• _Written instruction_: Report how many lines in the entries below contain the word "hair", matching case exactly. Give only the number.

• _Input for this task_:
────────

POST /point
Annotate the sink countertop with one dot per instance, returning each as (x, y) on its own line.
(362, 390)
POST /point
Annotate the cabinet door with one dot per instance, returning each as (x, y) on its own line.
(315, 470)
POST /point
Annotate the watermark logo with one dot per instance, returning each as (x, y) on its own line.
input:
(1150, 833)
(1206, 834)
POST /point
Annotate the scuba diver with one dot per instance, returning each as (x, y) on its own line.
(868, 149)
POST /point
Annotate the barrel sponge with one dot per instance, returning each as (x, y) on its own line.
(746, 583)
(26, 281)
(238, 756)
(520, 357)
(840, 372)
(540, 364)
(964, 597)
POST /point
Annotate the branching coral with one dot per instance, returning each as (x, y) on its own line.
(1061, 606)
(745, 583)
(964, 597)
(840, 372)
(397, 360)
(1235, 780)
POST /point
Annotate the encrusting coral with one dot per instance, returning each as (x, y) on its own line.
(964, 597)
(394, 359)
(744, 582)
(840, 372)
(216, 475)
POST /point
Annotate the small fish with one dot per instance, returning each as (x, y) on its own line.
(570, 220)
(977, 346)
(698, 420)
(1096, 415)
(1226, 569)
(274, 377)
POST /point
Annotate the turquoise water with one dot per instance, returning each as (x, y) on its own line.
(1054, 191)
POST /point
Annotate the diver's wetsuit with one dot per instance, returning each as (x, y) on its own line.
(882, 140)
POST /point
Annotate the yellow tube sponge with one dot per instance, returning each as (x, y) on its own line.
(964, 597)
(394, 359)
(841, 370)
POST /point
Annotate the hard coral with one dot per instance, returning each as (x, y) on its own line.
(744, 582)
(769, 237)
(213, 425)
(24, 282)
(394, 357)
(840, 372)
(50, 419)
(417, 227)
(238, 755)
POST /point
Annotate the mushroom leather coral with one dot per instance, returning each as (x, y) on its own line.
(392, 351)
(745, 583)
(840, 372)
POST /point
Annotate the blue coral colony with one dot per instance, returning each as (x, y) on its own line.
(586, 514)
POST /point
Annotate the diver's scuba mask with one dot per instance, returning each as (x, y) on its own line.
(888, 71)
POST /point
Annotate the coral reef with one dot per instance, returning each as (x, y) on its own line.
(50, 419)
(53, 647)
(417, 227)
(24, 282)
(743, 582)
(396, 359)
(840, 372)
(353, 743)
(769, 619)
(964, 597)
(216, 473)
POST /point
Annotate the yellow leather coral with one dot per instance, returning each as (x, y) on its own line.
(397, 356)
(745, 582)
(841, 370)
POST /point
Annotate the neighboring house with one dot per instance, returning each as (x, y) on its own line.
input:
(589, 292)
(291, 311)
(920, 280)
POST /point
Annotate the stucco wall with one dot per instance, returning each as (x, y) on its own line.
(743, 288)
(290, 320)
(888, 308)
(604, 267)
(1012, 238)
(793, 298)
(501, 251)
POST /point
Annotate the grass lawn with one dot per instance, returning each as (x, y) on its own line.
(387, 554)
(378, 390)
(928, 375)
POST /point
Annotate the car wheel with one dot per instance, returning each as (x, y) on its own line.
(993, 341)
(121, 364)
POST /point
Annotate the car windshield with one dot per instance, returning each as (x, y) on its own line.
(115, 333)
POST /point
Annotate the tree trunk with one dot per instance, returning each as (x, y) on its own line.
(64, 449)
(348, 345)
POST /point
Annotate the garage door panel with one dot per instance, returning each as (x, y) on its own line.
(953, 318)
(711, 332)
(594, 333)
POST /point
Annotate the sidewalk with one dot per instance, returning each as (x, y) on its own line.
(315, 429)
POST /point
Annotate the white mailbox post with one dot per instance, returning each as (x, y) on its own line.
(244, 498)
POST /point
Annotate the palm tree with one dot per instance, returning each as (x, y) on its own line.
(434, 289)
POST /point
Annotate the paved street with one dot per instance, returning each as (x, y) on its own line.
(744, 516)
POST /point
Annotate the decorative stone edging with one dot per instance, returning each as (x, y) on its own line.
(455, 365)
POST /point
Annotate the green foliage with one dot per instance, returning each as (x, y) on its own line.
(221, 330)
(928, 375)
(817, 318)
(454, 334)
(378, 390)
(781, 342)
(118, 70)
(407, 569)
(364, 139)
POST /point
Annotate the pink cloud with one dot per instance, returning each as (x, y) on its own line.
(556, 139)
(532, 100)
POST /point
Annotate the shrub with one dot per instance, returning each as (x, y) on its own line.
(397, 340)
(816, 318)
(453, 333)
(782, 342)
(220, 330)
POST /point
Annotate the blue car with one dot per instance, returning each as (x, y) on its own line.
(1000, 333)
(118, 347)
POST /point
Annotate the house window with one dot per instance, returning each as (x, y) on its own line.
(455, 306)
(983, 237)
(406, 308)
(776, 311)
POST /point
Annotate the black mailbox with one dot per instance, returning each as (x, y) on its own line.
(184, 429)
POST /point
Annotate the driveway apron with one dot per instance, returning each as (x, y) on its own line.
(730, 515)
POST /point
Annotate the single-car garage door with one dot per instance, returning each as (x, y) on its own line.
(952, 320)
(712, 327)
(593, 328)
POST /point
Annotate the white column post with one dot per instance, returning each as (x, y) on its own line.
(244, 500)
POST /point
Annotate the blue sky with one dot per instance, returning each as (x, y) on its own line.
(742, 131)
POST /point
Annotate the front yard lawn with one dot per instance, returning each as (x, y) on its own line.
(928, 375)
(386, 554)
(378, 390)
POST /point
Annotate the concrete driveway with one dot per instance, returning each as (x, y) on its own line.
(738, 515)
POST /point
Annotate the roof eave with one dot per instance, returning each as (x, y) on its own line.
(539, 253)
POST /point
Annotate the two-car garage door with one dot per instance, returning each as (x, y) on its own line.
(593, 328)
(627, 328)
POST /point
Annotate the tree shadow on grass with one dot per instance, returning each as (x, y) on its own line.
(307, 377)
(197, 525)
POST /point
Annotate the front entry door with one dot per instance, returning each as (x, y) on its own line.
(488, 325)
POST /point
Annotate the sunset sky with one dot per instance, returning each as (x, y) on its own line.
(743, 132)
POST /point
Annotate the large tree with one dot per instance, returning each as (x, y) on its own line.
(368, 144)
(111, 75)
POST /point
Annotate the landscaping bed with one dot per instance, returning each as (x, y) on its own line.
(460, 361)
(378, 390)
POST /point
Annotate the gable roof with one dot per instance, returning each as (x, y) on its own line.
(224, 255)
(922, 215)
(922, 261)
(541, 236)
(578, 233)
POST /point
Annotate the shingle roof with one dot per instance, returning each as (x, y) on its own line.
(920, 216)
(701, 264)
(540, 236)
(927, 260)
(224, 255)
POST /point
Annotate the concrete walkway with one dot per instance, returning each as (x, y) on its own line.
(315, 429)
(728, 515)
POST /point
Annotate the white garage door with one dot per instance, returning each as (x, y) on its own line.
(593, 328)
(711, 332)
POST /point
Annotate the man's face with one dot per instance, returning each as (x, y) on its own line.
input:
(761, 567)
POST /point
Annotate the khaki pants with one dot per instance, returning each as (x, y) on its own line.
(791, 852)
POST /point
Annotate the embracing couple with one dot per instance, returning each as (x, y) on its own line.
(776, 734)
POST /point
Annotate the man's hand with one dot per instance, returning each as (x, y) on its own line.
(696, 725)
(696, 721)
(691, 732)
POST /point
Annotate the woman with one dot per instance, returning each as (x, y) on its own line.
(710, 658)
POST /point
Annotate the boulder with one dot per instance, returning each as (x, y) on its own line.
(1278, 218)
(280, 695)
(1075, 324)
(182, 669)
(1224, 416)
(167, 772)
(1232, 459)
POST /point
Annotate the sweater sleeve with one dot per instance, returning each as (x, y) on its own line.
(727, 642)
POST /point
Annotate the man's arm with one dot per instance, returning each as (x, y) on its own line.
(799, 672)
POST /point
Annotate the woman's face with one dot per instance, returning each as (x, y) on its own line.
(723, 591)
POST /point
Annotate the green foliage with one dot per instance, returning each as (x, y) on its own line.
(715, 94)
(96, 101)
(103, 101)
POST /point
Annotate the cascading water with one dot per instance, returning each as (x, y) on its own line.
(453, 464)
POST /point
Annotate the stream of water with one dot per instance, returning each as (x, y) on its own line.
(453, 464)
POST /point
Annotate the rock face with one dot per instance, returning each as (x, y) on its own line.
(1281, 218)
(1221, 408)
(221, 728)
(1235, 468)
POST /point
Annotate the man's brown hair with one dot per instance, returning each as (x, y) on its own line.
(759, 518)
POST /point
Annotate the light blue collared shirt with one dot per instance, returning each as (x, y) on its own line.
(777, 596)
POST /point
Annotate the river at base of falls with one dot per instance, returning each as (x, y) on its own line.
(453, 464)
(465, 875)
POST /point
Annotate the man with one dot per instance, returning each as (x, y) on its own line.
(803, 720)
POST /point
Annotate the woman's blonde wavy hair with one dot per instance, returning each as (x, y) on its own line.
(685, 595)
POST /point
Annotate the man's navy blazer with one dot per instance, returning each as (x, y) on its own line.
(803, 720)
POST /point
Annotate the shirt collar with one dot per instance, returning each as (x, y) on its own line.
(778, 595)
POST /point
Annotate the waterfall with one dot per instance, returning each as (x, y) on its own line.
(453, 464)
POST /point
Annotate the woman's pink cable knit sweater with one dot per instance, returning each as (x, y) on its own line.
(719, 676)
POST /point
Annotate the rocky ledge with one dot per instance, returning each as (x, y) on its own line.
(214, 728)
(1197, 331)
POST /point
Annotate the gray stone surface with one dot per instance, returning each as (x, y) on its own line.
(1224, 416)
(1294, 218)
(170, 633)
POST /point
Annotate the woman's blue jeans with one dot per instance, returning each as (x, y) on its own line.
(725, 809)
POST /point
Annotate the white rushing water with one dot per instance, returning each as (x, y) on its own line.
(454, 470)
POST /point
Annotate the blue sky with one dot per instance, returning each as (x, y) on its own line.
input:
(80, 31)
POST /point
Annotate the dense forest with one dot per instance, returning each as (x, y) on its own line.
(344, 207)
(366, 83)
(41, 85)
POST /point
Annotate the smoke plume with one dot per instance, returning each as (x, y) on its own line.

────────

• _Result of this task_: 2